_Fragmento proporcionado:_
------------------------------------------------
Es evidente que esa solución no depende exclusivamente ni de la derrota militar de la guerrilla, cada vez más dudosa, ni de la negociación política del conflicto, cada vez más refundida, sino de afrontar con seriedad los problemas hondos de la convivencia. Un gobierno que piense de veras en el empleo, en la salud, en la educación, en la inclusión de las mayorías abandonadas a su suerte, y crea en la necesidad de un gran proyecto cultural que nos enseñe a vivir juntos y aclimate la convivencia. ¿Quién ignora que en Colombia un joven de las inmensas mayorías pobres que quiera estudiar cine, o ser científico o astronauta, no encontrará nunca el camino para serlo, pero siempre encontrará quién le pague por portar un arma?
La vieja dirigencia siempre quiso una solución barata para la crisis que ha generado con su irresponsabilidad y con su indolencia, y al parecer vio en la prédica de guerra total del gobierno de Uribe el gran remedio a sus problemas. Pero la guerra no es la lámpara de Aladino: Colombia necesita democracia, generosidad, justicia, un verdadero sistema de oportunidades, un proyecto que elimine no sólo las violencias sino la causa de las violencias, el manantial atroz de las guerras, y no será este proyecto exclusivamente guerrerista el que resuelva sus problemas más antiguos y más dolorosos.
Y si seis años de desalentadora pérdida de valores, si seis años de un gobierno que parece querer bajar a las calles a darse puñetazos con todo el que reclame, no nos parecen suficientes, quizá necesitemos cuatro años más de desesperanza, en un país cuyo sistema educativo puede medirse por el nivel de los comentarios que hacen los lectores de los periódicos, cuyo desarrollo vial puede medirse por los trancones descomunales y eternos en los altos pasos de la cordillera, peores que hace cincuenta años, porque entonces eran las mismas carreteras pero había cien veces menos carros, cuyo sistema de salud puede medirse por la alarmante falta de agua potable en todo el territorio, en la región más rica en agua del mundo.
------------------------------------------------
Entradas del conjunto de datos
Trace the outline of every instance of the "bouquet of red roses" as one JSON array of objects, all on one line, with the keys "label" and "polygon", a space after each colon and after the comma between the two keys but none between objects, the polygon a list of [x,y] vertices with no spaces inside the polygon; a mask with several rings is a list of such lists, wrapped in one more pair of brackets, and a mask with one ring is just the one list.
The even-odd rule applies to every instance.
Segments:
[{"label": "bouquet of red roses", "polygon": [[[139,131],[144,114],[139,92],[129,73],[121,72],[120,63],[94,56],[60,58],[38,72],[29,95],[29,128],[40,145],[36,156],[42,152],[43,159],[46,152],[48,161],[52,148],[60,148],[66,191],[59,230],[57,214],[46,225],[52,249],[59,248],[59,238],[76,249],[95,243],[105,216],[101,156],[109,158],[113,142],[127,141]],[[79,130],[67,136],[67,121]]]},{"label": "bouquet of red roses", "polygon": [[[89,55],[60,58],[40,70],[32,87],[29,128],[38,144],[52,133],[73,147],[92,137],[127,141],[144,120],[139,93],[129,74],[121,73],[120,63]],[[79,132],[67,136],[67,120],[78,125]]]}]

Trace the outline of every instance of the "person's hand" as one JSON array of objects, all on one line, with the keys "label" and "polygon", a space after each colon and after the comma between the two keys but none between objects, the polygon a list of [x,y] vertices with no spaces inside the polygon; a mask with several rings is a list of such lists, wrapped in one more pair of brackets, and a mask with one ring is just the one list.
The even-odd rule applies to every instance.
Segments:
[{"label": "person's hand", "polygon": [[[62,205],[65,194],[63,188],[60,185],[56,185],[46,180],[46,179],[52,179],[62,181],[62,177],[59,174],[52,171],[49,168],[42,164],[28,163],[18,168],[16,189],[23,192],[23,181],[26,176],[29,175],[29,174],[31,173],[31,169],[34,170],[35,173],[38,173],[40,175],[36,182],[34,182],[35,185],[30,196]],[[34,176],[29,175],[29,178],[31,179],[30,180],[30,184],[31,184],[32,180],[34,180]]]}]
------------------------------------------------
_Tareas requeridas:_
- 1) Traduce al inglés esta oración del fragmento sobre Colombia: «La vieja dirigencia siempre quiso una solución barata para la crisis que ha generado con su irresponsabilidad y con su indolencia, y al parecer vio en la prédica de guerra total del gobierno de Uribe el gran remedio a sus problemas».
- 2) Redacta la continuación del fragmento sobre Colombia a partir de su última oración.

_Resultados esperados:_
- 1) The old leadership always wanted a cheap solution to the crisis it has created through its irresponsibility and its indifference, and it apparently saw in the Uribe government's preaching of total war the great remedy for its problems.

- 2)
Colombia sigue siendo una catástrofe desalentadora, pero no quiero negar que un sector muy amplio de la población ha creído con sinceridad en el Gobierno porque le dio con eficacia una sensación de seguridad. Lástima grande que él mismo haya creído que bastaba con la sensación, que no era necesario trabajar por la economía de la gente, por su educación, por su salud. Que haya creído que el orgullo de un país se construye con costosas campañas publicitarias y no con dignidad verdadera. Lástima grande que, con una sola excepción que yo conozca, se haya procurado brindar asistencia a la gente que padece las mil plagas de la guerra, del desplazamiento, de la indigencia, de la insalubridad, de las catástrofes naturales, sin obrar transformaciones profundas en su modo de vivir. Uribe habrá desperdiciado una oportunidad histórica de ser el gran transformador de Colombia, por persistir en la búsqueda del título de pacificador, en un país donde abundaron, desde los tiempos de Morillo, los pacificadores que sólo creían en la paz de las armas.